▶ _GOALS_
1. Where does the Shanghai film festival article say the grand opening takes place?
2. Set down the passage of the Shanghai film festival article between "MORE than 300 top-notch foreign and domestic films will" and "for the future.", inclusive.
3. Pick up the article on the Shanghai International Film Festival after its last sentence and keep writing.

▶ _TEXT_

Related News

Home » Feature » Events and TV

Fair film fair - 8 days of more than 300 movies

MORE than 300 top-notch foreign and domestic films will be screened around the city over the eight-day Shanghai International Film Festival opening on Saturday. Xu Wei buys a ticket.

This is the week movie fans have been awaiting. More than 300 top-notch foreign and domestic films - in original versions with both Chinese and English subtitles - will be screened citywide during the Shanghai International Film Festival opening on Saturday.

International and Chinese stars and film makers will tread the red carpet, Golden Goblet Awards will be handed out, film salons will feature important films and industry folks will discuss how the movies can make money in the economic downturn.

Compared with previous film festivals, this 12th annual event will focus on how the movie industry can rise to the challenges posed by the financial crisis, see new opportunities and position itself for the future.

The eight days of festivities begin on Saturday evening when more than 300 movie stars and celebrities attend the grand opening at the Shanghai Grand Theater.

Celebrities include Hollywood actress Halle Berry, English actor Hugh Grant, French star Isabelle Huppert, veteran American actor Willem Dafoe, Hong Kong heartthrob Aaron Kwok, Chinese mainland film maker He Ping and actress Zhou Xun.

From 6:30pm, the local Art Channel and East Movie Channel will broadcast the proceedings live.

More than 40 domestic film producers will promote their latest projects, such as Wilson Yip's kung fu flick "Ip Man 2," Jingle Ma's historical epic "Mulan" and Ning Hao's highly anticipated comedy "No-Human Zone."

The Golden Goblet Awards are given out by the city of Shanghai to honor excellence in film worldwide. The awards ceremony will be held on June 21.

According to Tang Lijun, an official with the Shanghai International Film Festival, this year's festival will feature a record number of stars and movies.

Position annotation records
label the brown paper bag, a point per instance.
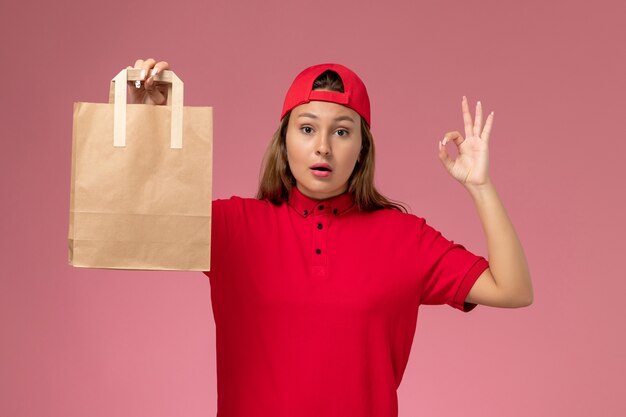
(141, 182)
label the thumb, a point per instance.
(444, 157)
(154, 92)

▶ _WRITTEN ANSWERS_
1. At the Shanghai Grand Theater.

2.
MORE than 300 top-notch foreign and domestic films will be screened around the city over the eight-day Shanghai International Film Festival opening on Saturday. Xu Wei buys a ticket.

This is the week movie fans have been awaiting. More than 300 top-notch foreign and domestic films - in original versions with both Chinese and English subtitles - will be screened citywide during the Shanghai International Film Festival opening on Saturday.

International and Chinese stars and film makers will tread the red carpet, Golden Goblet Awards will be handed out, film salons will feature important films and industry folks will discuss how the movies can make money in the economic downturn.

Compared with previous film festivals, this 12th annual event will focus on how the movie industry can rise to the challenges posed by the financial crisis, see new opportunities and position itself for the future.

3.
"Some of our theme programs are incorporated with such big events as the 60th anniversary of the founding of the People's Republic of China, and the coming Shanghai World Expo," Tang says.

This year 16 films, selected from a record 1,270 entries, have been nominated. They include German director Christoph Rohl's "A Piece of Me" and Italian film maker Dodo Fiori's "Schemes of Affection." The two Chinese entries with distinctive cinematography are "Empire of Silver" by Yao Shuhua and "Soul Searching" by Tibetan director Wanma Caidan.

Oscar-winning director Danny Boyle is president of the seven-member jury panel, which includes veteran Chinese mainland film maker Huang Jianxin, American actress Andie MacDowell, Hong Kong director Andrew Lau, Swiss director Xavier Koller, Japanese actress Komaki Kurihara and South Korean producer Oh Jung-wan.

The festival will screen around 300 films at 25 theaters around the city, including the Shanghai Film Art Center, Yonghua Cinema and Studio City cinema.

They include the recent Oscar-winning animation "Wall-E," romance "Rachel Getting Married," mystery thriller "Angels & Demons" and retrospectives of films by suspense master Alfred Hitchcock, French director Agnes Varda and South Korean film maker Im Kwon-taek.

Also to be screened are representative works of director Boyle, including "Trainspotting" and "Slumdog Millionaire," films of the late actor Xie Jin, and Italian films, Australian films, German films and Chinese new cinema.

Tickets range in price from 30 yuan (US$4.40) to 60 yuan. Sales are still under way. The screening schedule is available at

The festival also supports young Asian film directors through the Asian New Talent Award. Nine nominated films include Indian director Neeraj Pandey's "A Wednesday," Japanese film maker Hajime Kadoi's "Vacation," and two domestic works - "Walk to School" by Peng Jiahuang and Peng Chen and "Jalainur" by Zhao Ye.

Prizes of 150,000 yuan will be awarded for both Best Director and Best Feature Film.

This year's Golden Goblet film forum will cover topics from scriptwriting and funding to post-production. Industry insiders, critics and others will participate. Speakers include Oscar-winning Boyle and Stephen Daldry, director of "The Reader."

The focus of the forums will be how Chinese cinema and film industry should respond in the economic downturn. It will offer investment opportunities in Chinese films to foreign film makers.

The global economic downturn has not had an immediate obvious impact on the Chinese film industry, but a later negative impact is feared.

"The festival's forum is a good place to spot trends in Chinese cinema," says Wu Hehu, deputy director of Shanghai United Cinema Lines, the city's largest cinema chain. "It can provide very useful information for new film projects."

The festival also offers interactive programs for new media. The popular video Website will cover the festival live and offer online workshops and film salons, says Website president Zhang He.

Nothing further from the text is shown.